» **SOURCE DOCUMENT**
I noticed my little one limping last night and just nurtured him through the night. This morning when he was still limping I took him to my vet who refered me to an orthopedic vet to perfrom the surgery.

The doctor called this evening and he came through the surgery great and the outlook is good. 95-100% of normal! I know how hard it is to make this decision but I would rather have my kitty than the money.

He is really a mama's cat. I found him out in our pasture, he was 5 months old and weighed less than 1 pound. I had to fatten him up to get his shots he was so small. We have been unseperaptable since I brought him in from the cold Michigan winter. I found the choice for surgery easy because it will still allow him a long quality life. He is much younger than your cat, 6 years old. The part I am not looking forward to is the 4 months to recoup. He is gonna hate being locked up to keep him from straining himself.

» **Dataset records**
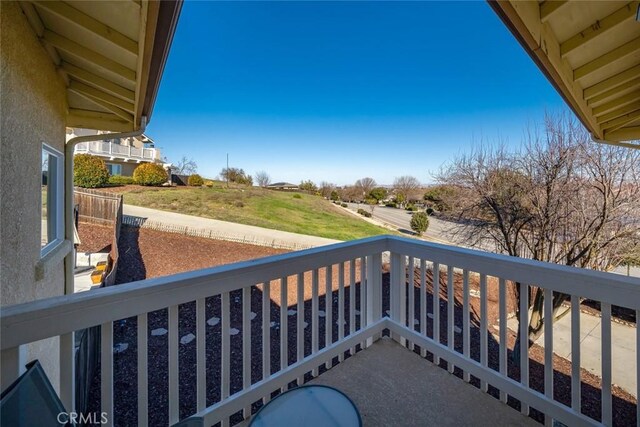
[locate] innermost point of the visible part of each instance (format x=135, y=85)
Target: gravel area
x=148, y=253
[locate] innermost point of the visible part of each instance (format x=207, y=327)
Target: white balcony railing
x=105, y=148
x=351, y=274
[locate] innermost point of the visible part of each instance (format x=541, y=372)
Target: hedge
x=151, y=174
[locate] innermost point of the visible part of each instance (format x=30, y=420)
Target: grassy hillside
x=294, y=212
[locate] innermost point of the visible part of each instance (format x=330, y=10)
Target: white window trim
x=57, y=179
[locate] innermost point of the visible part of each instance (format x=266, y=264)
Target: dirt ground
x=148, y=253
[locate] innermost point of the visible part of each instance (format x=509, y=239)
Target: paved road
x=441, y=231
x=259, y=235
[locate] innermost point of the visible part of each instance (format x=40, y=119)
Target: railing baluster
x=300, y=322
x=284, y=323
x=524, y=342
x=106, y=371
x=576, y=392
x=143, y=371
x=328, y=309
x=266, y=334
x=450, y=314
x=225, y=368
x=315, y=322
x=341, y=321
x=67, y=371
x=246, y=344
x=503, y=333
x=402, y=292
x=423, y=303
x=412, y=302
x=174, y=396
x=466, y=340
x=548, y=349
x=201, y=354
x=436, y=307
x=607, y=410
x=484, y=329
x=352, y=301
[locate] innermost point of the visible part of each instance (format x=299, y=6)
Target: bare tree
x=407, y=187
x=364, y=186
x=185, y=166
x=563, y=199
x=263, y=179
x=326, y=188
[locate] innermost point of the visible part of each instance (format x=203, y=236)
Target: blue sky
x=337, y=91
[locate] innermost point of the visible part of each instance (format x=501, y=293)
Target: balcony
x=218, y=343
x=117, y=151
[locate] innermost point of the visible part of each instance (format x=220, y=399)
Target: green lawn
x=278, y=210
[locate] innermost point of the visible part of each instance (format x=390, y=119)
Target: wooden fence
x=100, y=207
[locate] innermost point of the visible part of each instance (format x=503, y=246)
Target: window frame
x=55, y=198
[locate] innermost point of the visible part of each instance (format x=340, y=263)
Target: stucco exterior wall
x=33, y=106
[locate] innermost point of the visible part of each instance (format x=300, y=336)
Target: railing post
x=373, y=291
x=395, y=294
x=12, y=363
x=67, y=371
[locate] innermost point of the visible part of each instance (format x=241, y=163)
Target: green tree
x=378, y=193
x=419, y=222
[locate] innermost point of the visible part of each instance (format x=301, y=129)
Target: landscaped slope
x=286, y=211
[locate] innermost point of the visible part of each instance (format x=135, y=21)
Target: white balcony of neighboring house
x=236, y=334
x=116, y=151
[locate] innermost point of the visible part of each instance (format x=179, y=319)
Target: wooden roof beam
x=80, y=51
x=98, y=82
x=621, y=121
x=549, y=7
x=103, y=104
x=599, y=28
x=624, y=134
x=606, y=59
x=84, y=89
x=617, y=103
x=75, y=17
x=96, y=120
x=631, y=84
x=619, y=112
x=612, y=82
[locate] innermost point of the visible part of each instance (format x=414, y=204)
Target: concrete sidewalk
x=623, y=344
x=257, y=235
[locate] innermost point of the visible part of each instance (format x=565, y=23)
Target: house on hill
x=121, y=155
x=283, y=186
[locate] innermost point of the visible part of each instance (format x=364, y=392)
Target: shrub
x=419, y=222
x=195, y=180
x=120, y=180
x=89, y=171
x=151, y=174
x=364, y=213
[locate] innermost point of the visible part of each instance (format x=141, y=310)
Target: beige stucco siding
x=33, y=107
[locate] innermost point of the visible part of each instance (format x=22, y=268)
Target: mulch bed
x=94, y=237
x=147, y=253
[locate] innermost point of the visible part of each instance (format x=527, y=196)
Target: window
x=114, y=169
x=52, y=194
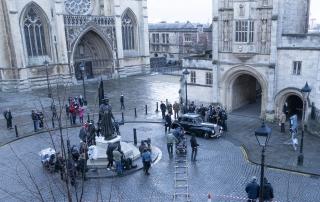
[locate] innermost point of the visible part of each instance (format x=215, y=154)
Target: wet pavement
x=221, y=169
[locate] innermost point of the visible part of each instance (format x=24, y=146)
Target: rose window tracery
x=78, y=7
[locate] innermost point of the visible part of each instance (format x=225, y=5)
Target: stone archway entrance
x=246, y=95
x=293, y=98
x=244, y=91
x=92, y=51
x=295, y=105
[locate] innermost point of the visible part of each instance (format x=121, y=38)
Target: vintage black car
x=193, y=124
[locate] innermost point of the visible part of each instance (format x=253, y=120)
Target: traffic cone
x=209, y=197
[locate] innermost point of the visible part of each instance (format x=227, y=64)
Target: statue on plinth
x=106, y=120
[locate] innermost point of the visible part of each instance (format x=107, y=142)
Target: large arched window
x=128, y=30
x=35, y=32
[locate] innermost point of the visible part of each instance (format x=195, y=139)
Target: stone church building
x=261, y=53
x=54, y=41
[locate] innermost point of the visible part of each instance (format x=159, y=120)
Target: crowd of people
x=212, y=113
x=75, y=108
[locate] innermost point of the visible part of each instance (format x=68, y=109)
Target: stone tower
x=295, y=16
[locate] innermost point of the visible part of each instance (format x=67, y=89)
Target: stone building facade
x=108, y=38
x=171, y=42
x=262, y=52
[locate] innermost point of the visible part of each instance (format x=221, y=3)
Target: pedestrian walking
x=81, y=101
x=282, y=122
x=146, y=161
x=73, y=112
x=54, y=110
x=110, y=156
x=267, y=191
x=169, y=108
x=41, y=119
x=67, y=110
x=168, y=122
x=194, y=146
x=81, y=114
x=122, y=102
x=163, y=109
x=35, y=120
x=252, y=190
x=8, y=116
x=171, y=139
x=117, y=157
x=222, y=115
x=176, y=109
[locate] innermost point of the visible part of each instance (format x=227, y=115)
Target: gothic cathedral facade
x=262, y=48
x=64, y=40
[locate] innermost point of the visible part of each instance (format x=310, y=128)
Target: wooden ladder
x=181, y=185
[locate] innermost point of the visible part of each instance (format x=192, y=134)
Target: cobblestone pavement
x=221, y=168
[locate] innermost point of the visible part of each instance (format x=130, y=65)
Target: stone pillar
x=61, y=41
x=215, y=51
x=119, y=55
x=144, y=36
x=18, y=78
x=271, y=75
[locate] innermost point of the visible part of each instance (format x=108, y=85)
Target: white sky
x=195, y=10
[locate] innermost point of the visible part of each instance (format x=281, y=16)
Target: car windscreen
x=197, y=120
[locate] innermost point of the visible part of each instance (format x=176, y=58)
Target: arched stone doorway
x=244, y=91
x=92, y=50
x=293, y=98
x=295, y=105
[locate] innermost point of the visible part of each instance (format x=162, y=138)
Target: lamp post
x=185, y=74
x=305, y=94
x=263, y=135
x=82, y=69
x=46, y=64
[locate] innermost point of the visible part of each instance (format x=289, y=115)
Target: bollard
x=135, y=136
x=52, y=120
x=209, y=197
x=16, y=130
x=157, y=109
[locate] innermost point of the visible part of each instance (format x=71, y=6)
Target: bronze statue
x=106, y=120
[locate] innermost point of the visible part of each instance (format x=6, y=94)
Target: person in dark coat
x=122, y=102
x=110, y=149
x=8, y=116
x=35, y=120
x=146, y=160
x=252, y=190
x=107, y=119
x=168, y=122
x=163, y=109
x=267, y=190
x=67, y=110
x=194, y=146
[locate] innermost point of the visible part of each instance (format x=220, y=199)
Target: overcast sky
x=195, y=10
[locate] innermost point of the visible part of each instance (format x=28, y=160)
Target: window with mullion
x=244, y=31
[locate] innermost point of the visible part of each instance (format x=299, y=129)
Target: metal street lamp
x=263, y=135
x=305, y=94
x=185, y=74
x=46, y=64
x=82, y=69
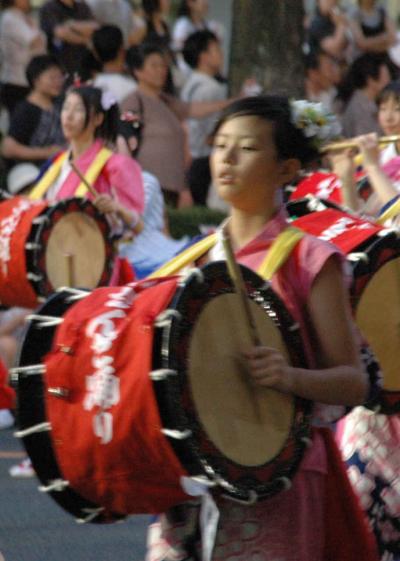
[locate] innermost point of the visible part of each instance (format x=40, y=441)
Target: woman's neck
x=79, y=147
x=245, y=226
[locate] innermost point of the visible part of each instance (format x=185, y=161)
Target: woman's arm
x=11, y=148
x=340, y=378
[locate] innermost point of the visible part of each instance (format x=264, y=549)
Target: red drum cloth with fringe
x=16, y=217
x=318, y=518
x=7, y=394
x=107, y=432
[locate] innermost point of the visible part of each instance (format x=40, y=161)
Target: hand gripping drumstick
x=237, y=279
x=137, y=228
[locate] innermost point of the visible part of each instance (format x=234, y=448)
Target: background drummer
x=381, y=166
x=258, y=147
x=89, y=119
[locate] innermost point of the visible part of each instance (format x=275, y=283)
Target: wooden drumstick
x=351, y=143
x=137, y=228
x=237, y=279
x=88, y=185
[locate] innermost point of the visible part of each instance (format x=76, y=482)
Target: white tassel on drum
x=91, y=514
x=177, y=434
x=162, y=374
x=24, y=371
x=358, y=256
x=164, y=319
x=34, y=429
x=32, y=246
x=54, y=485
x=33, y=277
x=253, y=498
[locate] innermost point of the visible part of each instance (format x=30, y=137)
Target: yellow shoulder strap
x=51, y=174
x=389, y=213
x=276, y=257
x=279, y=251
x=93, y=171
x=48, y=178
x=186, y=257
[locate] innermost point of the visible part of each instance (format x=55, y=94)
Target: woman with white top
x=20, y=40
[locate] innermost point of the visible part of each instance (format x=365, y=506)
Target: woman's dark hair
x=39, y=64
x=290, y=142
x=391, y=91
x=196, y=44
x=183, y=9
x=365, y=66
x=150, y=7
x=136, y=56
x=92, y=100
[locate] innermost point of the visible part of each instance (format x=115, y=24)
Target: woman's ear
x=289, y=169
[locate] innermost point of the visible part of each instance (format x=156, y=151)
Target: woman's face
x=389, y=116
x=154, y=72
x=73, y=117
x=244, y=164
x=198, y=7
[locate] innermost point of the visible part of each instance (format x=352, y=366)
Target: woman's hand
x=369, y=148
x=268, y=367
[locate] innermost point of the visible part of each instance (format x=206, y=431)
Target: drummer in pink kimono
x=259, y=146
x=89, y=120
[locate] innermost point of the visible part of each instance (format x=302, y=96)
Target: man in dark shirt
x=35, y=132
x=329, y=29
x=68, y=25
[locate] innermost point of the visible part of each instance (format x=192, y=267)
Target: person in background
x=329, y=29
x=202, y=52
x=372, y=29
x=366, y=77
x=323, y=74
x=120, y=14
x=258, y=147
x=109, y=52
x=35, y=132
x=152, y=246
x=20, y=40
x=68, y=25
x=162, y=151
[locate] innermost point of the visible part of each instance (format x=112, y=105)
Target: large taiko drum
x=45, y=246
x=144, y=393
x=374, y=255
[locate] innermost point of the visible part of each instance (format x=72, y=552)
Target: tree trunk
x=267, y=38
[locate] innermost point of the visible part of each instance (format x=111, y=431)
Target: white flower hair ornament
x=107, y=100
x=315, y=121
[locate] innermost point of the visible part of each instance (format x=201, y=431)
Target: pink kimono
x=318, y=518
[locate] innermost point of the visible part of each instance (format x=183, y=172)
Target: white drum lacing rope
x=32, y=370
x=44, y=321
x=34, y=429
x=165, y=318
x=54, y=485
x=92, y=513
x=162, y=374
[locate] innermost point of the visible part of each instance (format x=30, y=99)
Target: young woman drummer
x=259, y=146
x=89, y=119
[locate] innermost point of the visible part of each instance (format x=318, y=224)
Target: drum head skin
x=378, y=317
x=75, y=253
x=70, y=247
x=248, y=423
x=250, y=438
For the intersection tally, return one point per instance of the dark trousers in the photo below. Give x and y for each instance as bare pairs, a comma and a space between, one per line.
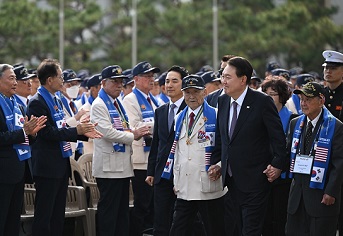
276, 217
252, 208
113, 207
11, 202
302, 224
164, 201
50, 204
142, 213
211, 212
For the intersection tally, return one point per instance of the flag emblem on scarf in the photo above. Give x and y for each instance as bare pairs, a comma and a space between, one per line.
66, 147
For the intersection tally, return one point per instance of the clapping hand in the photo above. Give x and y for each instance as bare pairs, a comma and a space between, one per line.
272, 173
214, 172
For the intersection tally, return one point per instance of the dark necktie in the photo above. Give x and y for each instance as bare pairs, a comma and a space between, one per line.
234, 119
308, 135
72, 106
149, 100
171, 115
191, 121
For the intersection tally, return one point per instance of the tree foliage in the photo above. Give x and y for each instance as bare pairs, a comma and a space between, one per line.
170, 32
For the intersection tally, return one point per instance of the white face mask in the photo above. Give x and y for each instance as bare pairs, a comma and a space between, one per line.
73, 91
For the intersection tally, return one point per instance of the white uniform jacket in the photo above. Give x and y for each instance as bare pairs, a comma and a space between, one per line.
134, 113
108, 163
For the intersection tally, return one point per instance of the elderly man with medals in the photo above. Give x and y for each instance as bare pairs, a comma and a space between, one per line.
316, 151
189, 160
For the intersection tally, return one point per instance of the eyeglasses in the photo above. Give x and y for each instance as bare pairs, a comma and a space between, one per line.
225, 77
25, 81
147, 76
331, 67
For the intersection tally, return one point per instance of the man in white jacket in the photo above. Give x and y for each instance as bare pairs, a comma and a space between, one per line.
112, 164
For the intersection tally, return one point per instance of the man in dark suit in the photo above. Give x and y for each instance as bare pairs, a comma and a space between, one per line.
212, 98
253, 150
51, 151
315, 146
163, 138
14, 151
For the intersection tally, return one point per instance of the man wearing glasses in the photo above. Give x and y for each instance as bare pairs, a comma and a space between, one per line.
140, 106
333, 75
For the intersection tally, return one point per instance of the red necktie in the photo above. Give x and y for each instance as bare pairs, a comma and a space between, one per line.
191, 120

» **TASK INSTRUCTIONS**
**a)** List every age or length of time that the post about the cat's surgery gives as a number.
**b)** For each statement, say whether it agrees with the post about the cat's surgery, and quote the words that decide it.
(i) The cat was found in a pasture.
(ii) The first vet the cat was taken to performed the surgery.
(iii) The recovery is expected to take four months.
**c)** Write the next few sentences of the post about the cat's surgery, starting after its last sentence.
Nothing in these rows is needed for the tasks.

» **ANSWERS IN ORDER**
**a)**
5 months old
6 years old
4 months

**b)**
(i) Yes: "I found him out in our pasture"
(ii) No: "my vet who refered me to an orthopedic vet to perfrom the surgery"
(iii) Yes: "the 4 months to recoup"

**c)**
This is expensive surgery and I would find it easy to understand why some would chose not to have it performed.

I don't have any kids so the animals are all my kids. We have 8 cats and 2 horses and I look at their care just like I would if they were real children . Quality of life is important to me. I can't stand to see anything suffer.

While I have had a good experience I know threre are just as many bad ones out there. This is of course just my view of the issues.

I am glad you chose to have the surgery! I hope your little one is doing well with the surgery.